### RICHIESTA SCRITTA
Estrai dal brano sul welfare aziendale e il Terzo Settore il passo che va da "Il contributo del" a "Scansani (Valore Welfare).", riportandolo parola per parola.

### BRANO DI RIFERIMENTO
====================
Servizi aziendali

24 Luglio 2019

Dal welfare aziendale al welfare di territorio

Il contributo del Terzo Settore allo sviluppo del mercato del welfare aziendale sembra più idoneo a intercettare le Pmi e le realtà locali. Le potenzialità degli operatori del “sociale” possono diventare il perno intorno al quale aggregare gli interessi delle parti nel quadro di “reti” territoriali delle imprese, dei lavoratori e più in generale degli stessi cittadini. Ce ne parla Giovanni Scansani (Valore Welfare).

Terzo Settore e Welfare Aziendale (WA) sono sempre più vicini. La strada, ancorché non del tutto liberata da alcuni ostacoli, sembra ormai tracciata e il Terzo Settore si sta avviando a diventare un protagonista anche del mercato dei servizi di supporto al WA.

Tuttavia, per una rilevante parte del mondo della cooperazione, l’ingresso nel settore occupato dai Provider profit (e rivolto ad aziende generalmente profit) implica un forte rischio di “mercatizzazione”, ossia di possibile perdita di una parte della sua storica identità e dei valori che sostengono la stessa mission che caratterizza l’agire del non profit.
====================
### DATI FORNITI

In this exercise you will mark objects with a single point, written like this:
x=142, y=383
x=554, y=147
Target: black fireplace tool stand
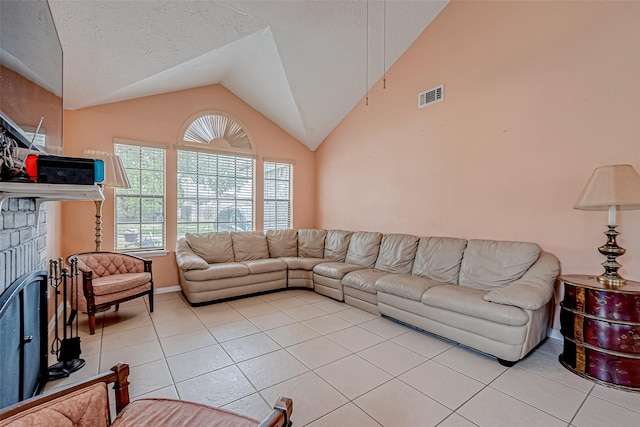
====================
### RISPOSTA FINALE
Il contributo del Terzo Settore allo sviluppo del mercato del welfare aziendale sembra più idoneo a intercettare le Pmi e le realtà locali. Le potenzialità degli operatori del “sociale” possono diventare il perno intorno al quale aggregare gli interessi delle parti nel quadro di “reti” territoriali delle imprese, dei lavoratori e più in generale degli stessi cittadini. Ce ne parla Giovanni Scansani (Valore Welfare).